**TASK INPUTS**
◆ ◆ ◆ ◆

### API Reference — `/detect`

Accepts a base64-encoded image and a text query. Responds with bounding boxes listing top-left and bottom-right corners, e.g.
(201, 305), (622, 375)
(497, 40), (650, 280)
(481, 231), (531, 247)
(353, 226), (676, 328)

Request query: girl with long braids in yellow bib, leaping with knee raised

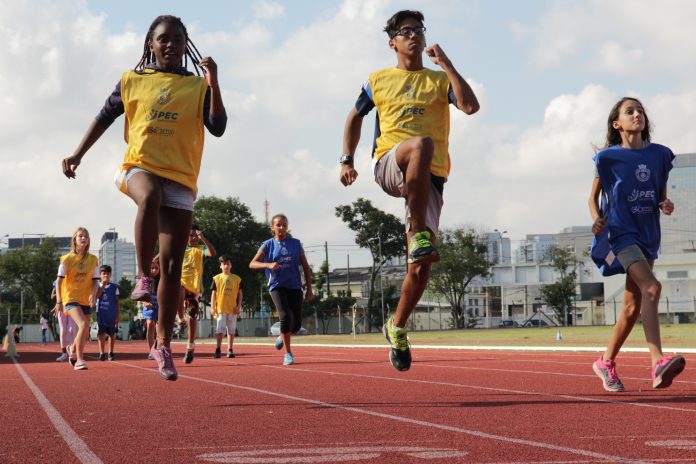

◆ ◆ ◆ ◆

**PROBLEM DESCRIPTION**
Your answer must be an exact copy of the records above, with no pictures included.

**TASK RESPONSE**
### API Reference — `/detect`

Accepts a base64-encoded image and a text query. Responds with bounding boxes listing top-left and bottom-right corners, e.g.
(201, 305), (622, 375)
(497, 40), (650, 280)
(481, 231), (531, 247)
(353, 226), (676, 328)

Request query: girl with long braids in yellow bib, leaping with knee raised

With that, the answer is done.